((

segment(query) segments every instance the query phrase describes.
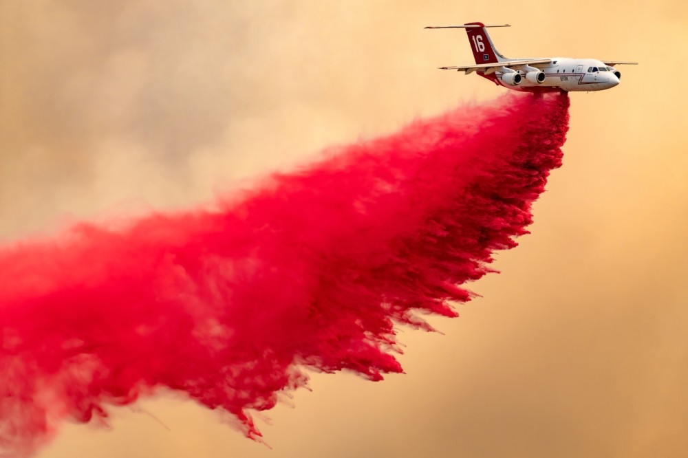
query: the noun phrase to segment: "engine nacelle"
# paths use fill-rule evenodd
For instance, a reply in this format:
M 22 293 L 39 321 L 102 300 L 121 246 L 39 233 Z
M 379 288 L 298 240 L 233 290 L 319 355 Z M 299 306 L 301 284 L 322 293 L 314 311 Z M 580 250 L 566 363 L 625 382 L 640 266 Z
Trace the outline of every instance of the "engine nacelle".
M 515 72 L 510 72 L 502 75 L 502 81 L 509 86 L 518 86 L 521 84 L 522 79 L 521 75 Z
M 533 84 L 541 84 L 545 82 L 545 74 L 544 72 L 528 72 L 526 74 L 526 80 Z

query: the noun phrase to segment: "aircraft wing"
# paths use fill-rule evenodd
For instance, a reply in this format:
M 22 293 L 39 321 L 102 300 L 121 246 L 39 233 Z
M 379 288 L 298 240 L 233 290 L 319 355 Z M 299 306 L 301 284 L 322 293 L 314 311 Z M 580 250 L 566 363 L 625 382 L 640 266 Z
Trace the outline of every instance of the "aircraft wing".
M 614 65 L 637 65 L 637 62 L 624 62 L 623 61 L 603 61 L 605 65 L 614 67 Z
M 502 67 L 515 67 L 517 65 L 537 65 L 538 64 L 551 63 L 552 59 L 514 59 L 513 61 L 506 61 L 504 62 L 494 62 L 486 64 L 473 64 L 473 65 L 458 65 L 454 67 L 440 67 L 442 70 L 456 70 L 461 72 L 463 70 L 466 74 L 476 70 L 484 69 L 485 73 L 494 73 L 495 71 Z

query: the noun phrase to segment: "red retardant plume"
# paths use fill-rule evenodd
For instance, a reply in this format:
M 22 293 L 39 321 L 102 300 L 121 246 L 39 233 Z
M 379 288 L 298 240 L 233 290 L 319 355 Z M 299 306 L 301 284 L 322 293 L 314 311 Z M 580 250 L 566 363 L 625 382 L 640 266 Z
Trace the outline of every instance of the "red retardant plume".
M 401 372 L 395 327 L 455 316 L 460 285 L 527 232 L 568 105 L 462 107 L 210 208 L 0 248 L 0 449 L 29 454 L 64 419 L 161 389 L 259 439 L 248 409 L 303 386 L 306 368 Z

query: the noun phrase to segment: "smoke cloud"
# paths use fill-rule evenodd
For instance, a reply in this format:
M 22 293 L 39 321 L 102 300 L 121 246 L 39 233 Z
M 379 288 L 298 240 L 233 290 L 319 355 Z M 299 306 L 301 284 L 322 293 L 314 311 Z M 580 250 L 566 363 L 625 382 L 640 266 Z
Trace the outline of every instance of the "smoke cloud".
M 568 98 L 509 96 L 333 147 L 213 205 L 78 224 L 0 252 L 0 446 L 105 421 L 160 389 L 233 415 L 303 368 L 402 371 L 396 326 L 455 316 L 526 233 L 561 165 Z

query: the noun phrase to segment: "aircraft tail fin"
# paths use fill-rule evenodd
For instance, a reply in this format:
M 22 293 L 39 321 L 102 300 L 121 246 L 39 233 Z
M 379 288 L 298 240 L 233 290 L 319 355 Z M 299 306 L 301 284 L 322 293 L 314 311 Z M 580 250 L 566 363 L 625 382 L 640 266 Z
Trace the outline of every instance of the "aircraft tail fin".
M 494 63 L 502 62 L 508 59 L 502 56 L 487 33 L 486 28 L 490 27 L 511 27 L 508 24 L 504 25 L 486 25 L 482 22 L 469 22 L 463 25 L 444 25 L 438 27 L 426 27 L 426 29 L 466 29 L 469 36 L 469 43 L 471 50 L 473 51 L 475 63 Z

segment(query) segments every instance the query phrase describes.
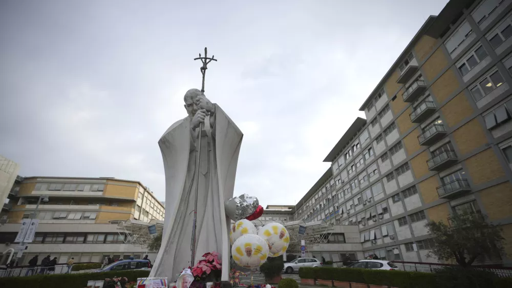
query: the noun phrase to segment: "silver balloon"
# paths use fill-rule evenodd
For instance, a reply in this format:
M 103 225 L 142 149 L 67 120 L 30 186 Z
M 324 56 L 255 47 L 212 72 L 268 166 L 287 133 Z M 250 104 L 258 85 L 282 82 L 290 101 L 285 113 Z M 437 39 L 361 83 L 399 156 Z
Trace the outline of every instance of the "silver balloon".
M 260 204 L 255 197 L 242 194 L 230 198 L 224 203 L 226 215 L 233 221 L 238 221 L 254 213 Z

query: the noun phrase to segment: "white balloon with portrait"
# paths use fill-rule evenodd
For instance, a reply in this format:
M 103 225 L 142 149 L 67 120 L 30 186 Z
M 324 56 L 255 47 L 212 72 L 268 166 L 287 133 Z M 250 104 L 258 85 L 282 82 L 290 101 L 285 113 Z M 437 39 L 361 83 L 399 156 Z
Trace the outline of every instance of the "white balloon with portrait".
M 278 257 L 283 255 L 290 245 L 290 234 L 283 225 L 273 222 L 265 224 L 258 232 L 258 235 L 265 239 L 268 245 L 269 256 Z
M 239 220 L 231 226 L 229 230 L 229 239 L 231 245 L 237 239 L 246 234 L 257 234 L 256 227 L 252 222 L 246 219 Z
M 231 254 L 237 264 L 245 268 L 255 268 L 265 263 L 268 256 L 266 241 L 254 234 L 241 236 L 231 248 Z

))

» Written task
Take the listing and print it again exactly, but without any pictures.

» Response to this exercise
segment(query) segments every instance the query phrase describes.
query: the noun phrase to segment: "engine nacelle"
# paths use fill-rule evenodd
For instance, a reply in this format:
M 22 293 L 39 321 L 102 300 L 121 246 L 39 233 Z
M 379 288 L 298 240 L 233 290 L 319 355 Z M 299 306 L 301 284 L 322 293 L 314 311 Z M 580 250 L 566 363 L 625 382 L 640 266 Z
Trace the outline of every instance of the "engine nacelle".
M 515 72 L 510 72 L 502 75 L 502 81 L 509 86 L 518 86 L 521 84 L 522 79 L 521 75 Z
M 533 84 L 541 84 L 545 82 L 545 74 L 544 72 L 528 72 L 526 74 L 526 80 Z

query: the noun phrase to segment: "aircraft wing"
# paths use fill-rule evenodd
For instance, a reply in this format:
M 22 293 L 39 321 L 102 300 L 121 246 L 39 233 Z
M 379 288 L 298 240 L 233 290 L 319 355 Z M 299 306 L 301 284 L 322 293 L 314 311 Z M 580 250 L 566 363 L 625 382 L 640 266 Z
Trace the outline of every instance of the "aircraft wing".
M 614 65 L 637 65 L 637 62 L 624 62 L 623 61 L 603 61 L 605 65 L 614 67 Z
M 502 67 L 515 67 L 517 65 L 537 65 L 538 64 L 551 63 L 552 59 L 514 59 L 513 61 L 506 61 L 504 62 L 494 62 L 486 64 L 473 64 L 473 65 L 458 65 L 454 67 L 440 67 L 442 70 L 456 70 L 461 72 L 463 70 L 466 74 L 476 70 L 484 69 L 485 73 L 494 73 L 495 71 Z

query: the noun phrase to segment: "red retardant plume"
# paths use fill-rule evenodd
For instance, a reply in this format:
M 22 293 L 39 321 L 102 300 L 121 246 L 39 233 Z
M 379 288 L 298 240 L 233 290 L 319 355 Z M 299 306 L 301 284 L 322 293 L 314 311 Z M 580 250 L 566 363 L 625 382 L 640 266 Z
Trace the outline of every instance of the "red retardant plume".
M 401 372 L 395 327 L 455 316 L 460 285 L 527 232 L 568 105 L 462 107 L 210 208 L 0 248 L 0 449 L 29 454 L 64 419 L 161 389 L 259 439 L 248 409 L 303 386 L 306 368 Z

query: the noun phrase to segment: "smoke cloud"
# paths use fill-rule evenodd
For instance, a reply in this format:
M 22 293 L 39 321 L 102 300 L 121 246 L 39 233 Z
M 379 288 L 298 240 L 233 290 L 319 355 Z M 299 306 L 301 284 L 322 293 L 314 311 Z M 580 250 L 566 363 L 625 382 L 640 266 Z
Trace the outline of every instance of the "smoke cloud".
M 568 98 L 509 96 L 333 147 L 213 205 L 78 224 L 0 252 L 0 446 L 105 421 L 160 389 L 233 415 L 303 368 L 402 371 L 396 326 L 455 316 L 526 233 L 561 165 Z

query: the noun phrase to segment: "aircraft tail fin"
# paths use fill-rule evenodd
For instance, a reply in this format:
M 22 293 L 39 321 L 102 300 L 121 246 L 39 233 Z
M 379 288 L 298 240 L 233 290 L 319 355 Z M 299 306 L 301 284 L 322 293 L 314 311 Z M 580 250 L 566 363 L 625 382 L 640 266 Z
Trace the outline of every instance of the "aircraft tail fin".
M 494 63 L 502 62 L 508 59 L 502 56 L 487 33 L 486 28 L 490 27 L 511 27 L 508 24 L 504 25 L 486 25 L 482 22 L 469 22 L 463 25 L 444 25 L 438 27 L 426 27 L 426 29 L 466 29 L 469 36 L 469 43 L 471 50 L 473 51 L 475 63 Z

segment(query) segments every instance the query phrase describes.
query: the noun phrase to segment: "silver balloon"
# paths use fill-rule evenodd
For instance, a reply in this format:
M 103 225 L 142 149 L 67 120 L 30 186 Z
M 324 56 L 255 47 L 212 72 L 268 166 L 287 133 Z M 250 104 L 258 85 L 282 82 L 290 101 L 285 113 Z M 437 39 L 361 83 L 399 156 Z
Trace the outline of every instance of the "silver balloon".
M 260 204 L 255 197 L 242 194 L 230 198 L 224 203 L 226 215 L 233 221 L 238 221 L 254 213 Z

query: the noun phrase to segment: "white balloon with portrait"
# paths use fill-rule evenodd
For instance, a reply in this format:
M 103 225 L 142 149 L 67 120 L 30 186 Z
M 324 56 L 255 47 L 212 72 L 268 166 L 287 133 Z M 250 104 L 258 85 L 282 82 L 290 101 L 285 113 Z M 437 39 L 361 83 L 399 156 Z
Trace the outline of every instance of the "white balloon with portrait".
M 278 257 L 283 255 L 290 245 L 290 234 L 283 225 L 273 222 L 265 224 L 258 232 L 258 235 L 265 239 L 268 245 L 269 256 Z
M 239 220 L 231 226 L 229 230 L 229 239 L 231 245 L 237 239 L 246 234 L 257 234 L 256 227 L 252 222 L 246 219 Z
M 231 254 L 237 264 L 245 268 L 255 268 L 265 263 L 268 256 L 266 241 L 254 234 L 241 236 L 231 248 Z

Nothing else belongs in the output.